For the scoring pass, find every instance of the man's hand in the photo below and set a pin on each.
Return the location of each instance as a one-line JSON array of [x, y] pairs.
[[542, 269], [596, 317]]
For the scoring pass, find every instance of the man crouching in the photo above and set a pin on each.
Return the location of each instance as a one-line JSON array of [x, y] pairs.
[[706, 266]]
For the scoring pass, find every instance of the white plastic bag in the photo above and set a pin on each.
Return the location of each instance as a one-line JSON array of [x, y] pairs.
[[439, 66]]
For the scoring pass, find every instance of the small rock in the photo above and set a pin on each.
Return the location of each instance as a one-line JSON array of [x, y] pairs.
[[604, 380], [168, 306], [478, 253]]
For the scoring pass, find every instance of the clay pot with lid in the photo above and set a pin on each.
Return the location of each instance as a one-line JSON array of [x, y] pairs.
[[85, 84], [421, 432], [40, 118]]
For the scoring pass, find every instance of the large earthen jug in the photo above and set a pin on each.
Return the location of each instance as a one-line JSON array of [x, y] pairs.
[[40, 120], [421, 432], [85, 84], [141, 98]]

==

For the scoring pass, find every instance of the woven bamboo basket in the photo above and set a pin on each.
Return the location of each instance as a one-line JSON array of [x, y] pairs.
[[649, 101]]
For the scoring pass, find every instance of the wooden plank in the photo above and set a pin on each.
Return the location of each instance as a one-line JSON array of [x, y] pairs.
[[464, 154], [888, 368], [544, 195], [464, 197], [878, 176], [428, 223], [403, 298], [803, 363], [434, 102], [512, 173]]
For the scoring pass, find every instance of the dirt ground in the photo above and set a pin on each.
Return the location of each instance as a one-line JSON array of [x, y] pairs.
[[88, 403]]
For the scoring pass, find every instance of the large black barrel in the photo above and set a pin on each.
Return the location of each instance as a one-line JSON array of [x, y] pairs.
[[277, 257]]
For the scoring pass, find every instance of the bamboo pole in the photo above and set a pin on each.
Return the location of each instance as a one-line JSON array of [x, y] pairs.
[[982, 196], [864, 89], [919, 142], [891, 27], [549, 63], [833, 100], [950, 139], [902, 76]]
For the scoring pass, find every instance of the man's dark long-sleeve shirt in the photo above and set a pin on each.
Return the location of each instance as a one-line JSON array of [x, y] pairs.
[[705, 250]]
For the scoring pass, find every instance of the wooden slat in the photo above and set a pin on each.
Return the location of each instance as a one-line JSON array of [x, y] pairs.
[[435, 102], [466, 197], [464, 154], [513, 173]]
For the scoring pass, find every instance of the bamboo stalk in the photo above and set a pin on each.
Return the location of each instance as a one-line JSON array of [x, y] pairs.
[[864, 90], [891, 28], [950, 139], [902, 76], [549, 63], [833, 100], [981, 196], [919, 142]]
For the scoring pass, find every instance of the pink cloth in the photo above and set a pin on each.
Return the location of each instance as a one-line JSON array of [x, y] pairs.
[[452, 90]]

▸ **WORK INSTRUCTIONS**: Write the rows from the line containing "For the scoring pass, find every instance of the large black" through the line containing "139], [902, 76]]" as a two-column CSV with the header input,output, with one CSV line per row. Put each row's text under input and its answer under output, enclosing every field in double quotes and replacing line breaks with spaces.

▸ **SOLUTION TO THIS PROBLEM**:
input,output
"For the scoring pass, find every instance of the large black barrel in the photo above and set a pin on each. Return the location of each instance as a one-line JSON array of [x, y] pairs.","[[277, 257]]"
"For the scoring pass, find every instance of the bamboo pole in the photo above and set a pin on each. Return the location of each instance as a one-line JSON array of [x, y] pairs.","[[982, 196], [864, 89], [919, 142], [891, 27], [549, 63], [833, 100], [950, 139], [902, 76]]"